**What is needed**
Go through the material below, noting each line where the string "roof" appears, and give only the total.
==== The data ====
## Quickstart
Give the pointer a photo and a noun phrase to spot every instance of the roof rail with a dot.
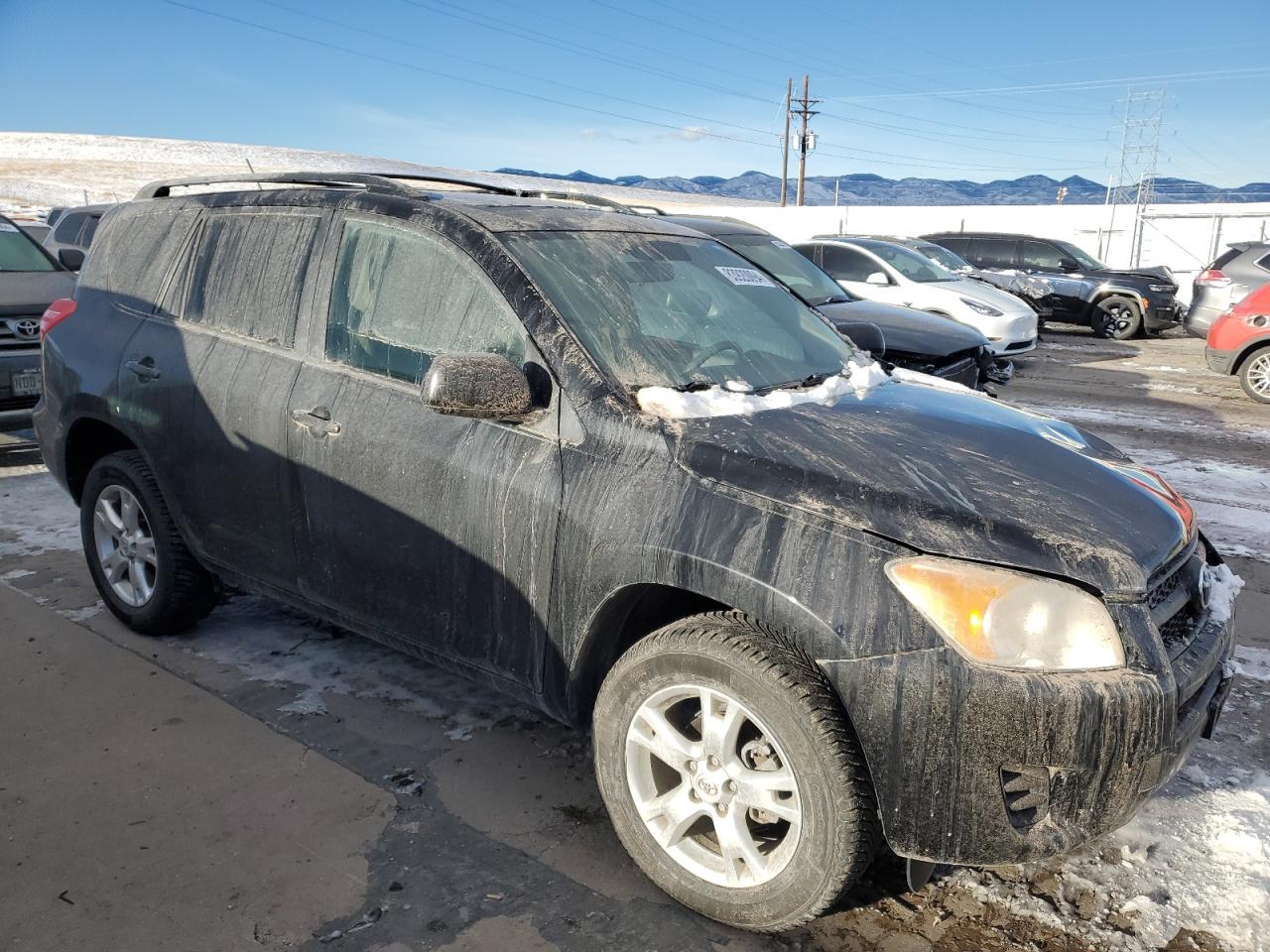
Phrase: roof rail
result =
(336, 179)
(382, 182)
====
**Result of this exercise**
2